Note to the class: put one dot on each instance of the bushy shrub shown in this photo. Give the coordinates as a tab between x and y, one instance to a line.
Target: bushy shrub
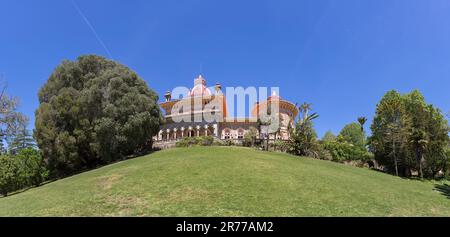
21	171
34	170
228	143
278	145
195	141
10	175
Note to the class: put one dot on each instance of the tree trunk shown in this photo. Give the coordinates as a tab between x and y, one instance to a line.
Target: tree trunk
420	166
395	158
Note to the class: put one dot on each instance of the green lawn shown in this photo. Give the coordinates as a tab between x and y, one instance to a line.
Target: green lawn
224	181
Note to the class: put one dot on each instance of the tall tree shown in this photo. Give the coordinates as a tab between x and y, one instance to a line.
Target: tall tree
########################################
◆ TASK REQUIREMENTS
Copy out all of the entries above with every "photo" swapped for "image" and nothing else changed, leaving out the pictures.

◆ WRITTEN ANSWER
Note to the class: put one dot on each instance of the bushy shrub shown in this image. Give the coordinates as a tab between x and y, one instance to a line.
Target: bushy shrub
21	171
34	170
228	143
278	145
195	141
10	175
Note to the class: put one dot on each instance of the tree trunk shown in this image. Give the coordinates as a tab between x and y, one instance to a line.
Target: tree trunk
420	166
395	158
Note to the class: put one dot on each instance of the green lawn shown in this image. Give the coordinates as a tab between x and y, one instance to a line.
Target: green lawn
224	181
Note to the class: put one dot on each instance of the tall tree shown in this image. Give the coordinates as a tab between x and y, one instance to a line.
Target: tall tree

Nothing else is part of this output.